━━━ EXCERPTED PASSAGE

Here are some different careers you can train for in 6 months or less.
Good Jobs for Introverts
You don’t need to be part of a team to create greatness at work. You’ve pretty much got that covered all by your lonesome, because introverts’ inspiration comes from within. Some careers that are a perfect fit for the introvert are:
- Welder: Welders often work with very little supervision and interruptions, which is a huge draw for many social introverts. To start a career as a welder, look into an apprenticeship, which lasts 3-5 years. You’ll earn as you learn, so that helps to offset any cost that may be associated with the education.
- Plumber: If you’re a social introvert, then plumbing is a great career for you. You have minimal interaction with humans before you’re left alone with your tools of the trade. You can train at a trade school or community college, or you can choose to do an apprenticeship.
- Medical lab technician: Because of your preference for working alone, you’ll thrive as a medical lab technician. You’re still part of a medical team, but you’re very much solo while doing your duties of analyzing bodily fluids such as blood. All you need is an associate degree to qualigy for this position.
- Baker: Being a baker is perfect for introverts, because baking is not usually a loud, chaotic profession. You can be alone with your recipes, in the kitchen, with all your necessary ingredients. Is that not an introverted foodie’s dream?
- Video game designer: You will have very little contact with people outside your work team, and many designers choose the freelance route, giving them more alone time. A bachelor’s degree in animation or a related field may be required from an employer. However, there are many successful video game designers who are self taught.
- Interior designer: Interior designers need to meet with their clients and vendors, but generally, there are many hours in the week where you can just be alone, focusing on design. Most interior designers have bachelor’s degrees in interior design.

━━━━━━
━━━ SOURCE DATA

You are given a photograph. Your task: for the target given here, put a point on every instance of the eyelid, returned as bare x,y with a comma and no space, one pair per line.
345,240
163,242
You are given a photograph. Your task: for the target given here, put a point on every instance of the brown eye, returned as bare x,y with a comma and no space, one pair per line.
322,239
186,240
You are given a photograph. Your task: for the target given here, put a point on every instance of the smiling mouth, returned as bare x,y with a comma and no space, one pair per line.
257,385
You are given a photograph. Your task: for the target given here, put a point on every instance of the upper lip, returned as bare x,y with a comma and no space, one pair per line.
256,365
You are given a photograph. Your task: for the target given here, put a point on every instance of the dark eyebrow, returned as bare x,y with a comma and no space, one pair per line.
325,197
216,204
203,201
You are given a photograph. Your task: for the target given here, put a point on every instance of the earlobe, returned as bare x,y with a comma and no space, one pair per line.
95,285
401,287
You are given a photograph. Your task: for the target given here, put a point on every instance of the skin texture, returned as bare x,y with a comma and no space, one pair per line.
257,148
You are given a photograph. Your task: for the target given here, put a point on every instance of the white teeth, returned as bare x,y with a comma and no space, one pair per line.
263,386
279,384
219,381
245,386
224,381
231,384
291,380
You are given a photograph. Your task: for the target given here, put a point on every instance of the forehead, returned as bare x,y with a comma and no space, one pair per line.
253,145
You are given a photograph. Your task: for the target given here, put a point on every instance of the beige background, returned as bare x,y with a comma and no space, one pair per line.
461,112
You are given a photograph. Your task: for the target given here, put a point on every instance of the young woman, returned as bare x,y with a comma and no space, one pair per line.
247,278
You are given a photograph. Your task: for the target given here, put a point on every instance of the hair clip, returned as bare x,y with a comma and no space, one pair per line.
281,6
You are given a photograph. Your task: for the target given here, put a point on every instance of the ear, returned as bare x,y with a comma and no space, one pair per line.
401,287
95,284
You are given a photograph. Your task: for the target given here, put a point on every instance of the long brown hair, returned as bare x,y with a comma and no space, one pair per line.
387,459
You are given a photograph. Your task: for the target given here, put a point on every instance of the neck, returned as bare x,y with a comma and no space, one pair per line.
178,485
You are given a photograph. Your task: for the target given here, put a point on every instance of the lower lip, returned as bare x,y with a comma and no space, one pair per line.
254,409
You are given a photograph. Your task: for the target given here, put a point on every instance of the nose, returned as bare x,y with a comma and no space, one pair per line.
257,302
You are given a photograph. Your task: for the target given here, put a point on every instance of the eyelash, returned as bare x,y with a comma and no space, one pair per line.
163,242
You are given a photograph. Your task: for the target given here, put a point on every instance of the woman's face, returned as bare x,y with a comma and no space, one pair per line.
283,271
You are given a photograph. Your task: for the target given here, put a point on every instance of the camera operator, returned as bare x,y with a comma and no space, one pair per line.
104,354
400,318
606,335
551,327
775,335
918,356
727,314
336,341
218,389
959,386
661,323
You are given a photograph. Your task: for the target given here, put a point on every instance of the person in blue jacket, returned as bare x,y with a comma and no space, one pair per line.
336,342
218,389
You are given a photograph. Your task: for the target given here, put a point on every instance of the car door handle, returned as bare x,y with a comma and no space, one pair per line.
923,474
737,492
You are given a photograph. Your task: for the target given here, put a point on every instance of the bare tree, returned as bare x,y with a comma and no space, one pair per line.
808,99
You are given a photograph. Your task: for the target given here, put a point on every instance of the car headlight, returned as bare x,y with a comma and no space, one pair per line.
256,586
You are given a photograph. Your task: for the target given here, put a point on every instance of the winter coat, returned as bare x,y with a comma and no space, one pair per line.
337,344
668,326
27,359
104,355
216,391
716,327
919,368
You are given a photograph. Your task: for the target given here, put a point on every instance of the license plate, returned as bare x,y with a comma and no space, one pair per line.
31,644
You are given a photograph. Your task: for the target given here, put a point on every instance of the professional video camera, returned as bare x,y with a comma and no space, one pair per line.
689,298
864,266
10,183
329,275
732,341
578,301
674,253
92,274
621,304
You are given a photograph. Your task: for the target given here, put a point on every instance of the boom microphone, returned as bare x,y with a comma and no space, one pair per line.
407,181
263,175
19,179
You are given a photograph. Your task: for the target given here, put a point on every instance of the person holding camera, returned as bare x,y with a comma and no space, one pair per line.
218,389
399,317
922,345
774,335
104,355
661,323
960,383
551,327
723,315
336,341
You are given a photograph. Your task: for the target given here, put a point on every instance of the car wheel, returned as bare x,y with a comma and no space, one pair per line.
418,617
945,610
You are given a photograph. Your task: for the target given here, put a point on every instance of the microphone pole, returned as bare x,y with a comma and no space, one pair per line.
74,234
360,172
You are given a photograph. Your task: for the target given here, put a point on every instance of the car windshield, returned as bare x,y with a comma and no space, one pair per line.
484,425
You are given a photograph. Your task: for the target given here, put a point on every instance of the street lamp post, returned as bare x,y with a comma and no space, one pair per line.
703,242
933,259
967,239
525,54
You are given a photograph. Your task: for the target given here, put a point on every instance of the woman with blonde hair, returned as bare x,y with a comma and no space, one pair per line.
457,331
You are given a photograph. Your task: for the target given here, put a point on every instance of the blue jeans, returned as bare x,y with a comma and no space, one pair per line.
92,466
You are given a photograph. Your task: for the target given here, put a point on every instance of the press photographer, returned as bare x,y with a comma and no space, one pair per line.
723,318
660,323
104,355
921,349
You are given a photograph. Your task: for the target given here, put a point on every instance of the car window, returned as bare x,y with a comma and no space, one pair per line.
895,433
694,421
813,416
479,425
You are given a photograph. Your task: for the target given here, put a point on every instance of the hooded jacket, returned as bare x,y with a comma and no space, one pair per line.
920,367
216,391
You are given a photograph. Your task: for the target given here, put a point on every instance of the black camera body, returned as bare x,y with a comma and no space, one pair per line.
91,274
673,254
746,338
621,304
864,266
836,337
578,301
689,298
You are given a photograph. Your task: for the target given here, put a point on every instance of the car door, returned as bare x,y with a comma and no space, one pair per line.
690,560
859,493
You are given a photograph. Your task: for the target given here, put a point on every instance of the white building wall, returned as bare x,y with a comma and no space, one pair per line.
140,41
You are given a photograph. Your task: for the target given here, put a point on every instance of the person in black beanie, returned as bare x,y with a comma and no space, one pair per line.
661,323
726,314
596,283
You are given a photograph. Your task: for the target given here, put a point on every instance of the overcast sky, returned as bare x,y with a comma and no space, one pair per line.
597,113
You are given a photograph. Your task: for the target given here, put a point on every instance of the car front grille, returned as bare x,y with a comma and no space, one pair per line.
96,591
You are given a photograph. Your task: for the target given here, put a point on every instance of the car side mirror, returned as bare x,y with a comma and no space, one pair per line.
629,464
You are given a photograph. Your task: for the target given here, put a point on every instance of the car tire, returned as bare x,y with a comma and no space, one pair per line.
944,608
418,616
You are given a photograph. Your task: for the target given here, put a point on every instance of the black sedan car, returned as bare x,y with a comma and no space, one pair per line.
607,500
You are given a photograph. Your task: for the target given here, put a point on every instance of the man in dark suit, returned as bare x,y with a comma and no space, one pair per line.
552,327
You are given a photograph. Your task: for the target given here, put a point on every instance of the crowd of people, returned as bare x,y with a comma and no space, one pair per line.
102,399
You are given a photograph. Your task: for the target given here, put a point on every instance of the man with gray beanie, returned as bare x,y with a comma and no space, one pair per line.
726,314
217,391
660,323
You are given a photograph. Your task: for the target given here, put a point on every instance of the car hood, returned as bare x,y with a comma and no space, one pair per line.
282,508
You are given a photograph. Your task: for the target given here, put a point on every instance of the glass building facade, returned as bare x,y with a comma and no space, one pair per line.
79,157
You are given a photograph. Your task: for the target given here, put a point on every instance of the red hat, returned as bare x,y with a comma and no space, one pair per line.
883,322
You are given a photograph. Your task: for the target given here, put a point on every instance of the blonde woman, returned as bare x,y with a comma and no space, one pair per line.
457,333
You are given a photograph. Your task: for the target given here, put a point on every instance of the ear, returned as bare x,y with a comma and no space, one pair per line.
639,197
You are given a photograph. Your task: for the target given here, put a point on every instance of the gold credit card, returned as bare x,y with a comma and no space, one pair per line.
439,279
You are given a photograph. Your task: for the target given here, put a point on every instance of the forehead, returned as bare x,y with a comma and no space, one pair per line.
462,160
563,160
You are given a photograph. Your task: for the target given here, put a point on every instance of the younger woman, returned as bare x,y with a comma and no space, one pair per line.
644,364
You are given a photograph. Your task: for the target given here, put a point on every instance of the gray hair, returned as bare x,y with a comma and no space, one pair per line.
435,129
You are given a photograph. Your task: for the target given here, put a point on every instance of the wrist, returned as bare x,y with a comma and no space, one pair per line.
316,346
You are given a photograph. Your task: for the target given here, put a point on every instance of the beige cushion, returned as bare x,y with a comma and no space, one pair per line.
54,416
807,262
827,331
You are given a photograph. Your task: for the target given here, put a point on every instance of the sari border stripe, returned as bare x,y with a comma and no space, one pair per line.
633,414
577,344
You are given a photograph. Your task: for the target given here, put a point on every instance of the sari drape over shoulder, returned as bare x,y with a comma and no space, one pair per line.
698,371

━━━━━━

BRIEF 1: According to the passage on jobs for introverts, how long does a welding apprenticeship last?
BRIEF 2: Carry on the passage on jobs for introverts, picking up after its last sentence.

TASK OUTPUT 1: A welding apprenticeship lasts 3 to 5 years.

TASK OUTPUT 2:
- Graphic designer: While graphic design is usually a team “sport” at digital marketing and other agencies, you can also work on your own as a freelancer—an attractive feature for introverts! Associate and bachelor’s degrees are available for graphic designers.
- Technical writer: If you’re an introvert, you’ll appreciate the fact that much of your work making difficult documents easy to read can be done from home. A bachelor’s degree plus a certain amount of on-the-job training is the prerequisite for technical writers. Generally speaking, you’ll need some sort of experience in the field you’re going to be writing about. So, if you’re an IT tech writer, you should have IT background.
- Anthropologist: Restrained introverts, with a heightened sense of observation, find this career field highly satisfying. You’ll need a bachelor’s and master’s degree, which will take over seven years. There is a field study portion of the career, as well.
- Author: Writing is an absolutely perfect career choice for introverts; it’s very much a one-person gig. While you may need the help of other people to move your story forward, or to edit, everything can be done online, so you really don’t have to be around anyone if you don’t have the desire. Harry Potter’s creator JK Rowling is just one of many famous self-proclaimed introverted authors.
Or maybe you'd prefer to work from the comfort of your own home? Here's some info on remote careers.
Realistically, being an introvert or extrovert doesn’t have to be a factor when you’re considering which career you choose to pursue, but it is an excellent way to narrow down the possible professions. Both personality types can be artists or world leaders or entrepreneurs. Your only limit is how high you choose to reach.